* [ACTIVITY]: In the records below, the line with "Segment every instance" and every line after it must be written out exactly; no pictures belong in the result.

━━━ RAW DATA ━━━

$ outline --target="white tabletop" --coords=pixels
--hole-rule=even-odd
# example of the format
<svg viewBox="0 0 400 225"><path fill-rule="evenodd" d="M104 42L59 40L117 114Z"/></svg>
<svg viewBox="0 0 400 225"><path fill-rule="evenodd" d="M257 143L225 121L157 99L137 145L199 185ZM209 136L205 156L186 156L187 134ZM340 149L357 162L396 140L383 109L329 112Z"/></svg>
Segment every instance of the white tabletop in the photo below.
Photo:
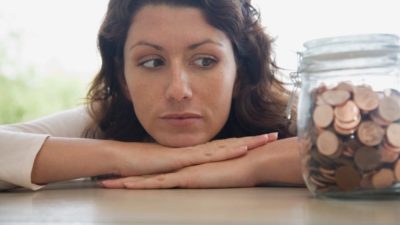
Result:
<svg viewBox="0 0 400 225"><path fill-rule="evenodd" d="M305 188L0 192L0 224L400 224L400 200L316 199Z"/></svg>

━━━

* [RESPONSE FOR THIS EXERCISE]:
Segment every instance of the white tabletop in the photo below.
Photo:
Result:
<svg viewBox="0 0 400 225"><path fill-rule="evenodd" d="M305 188L0 192L0 224L400 224L400 200L316 199Z"/></svg>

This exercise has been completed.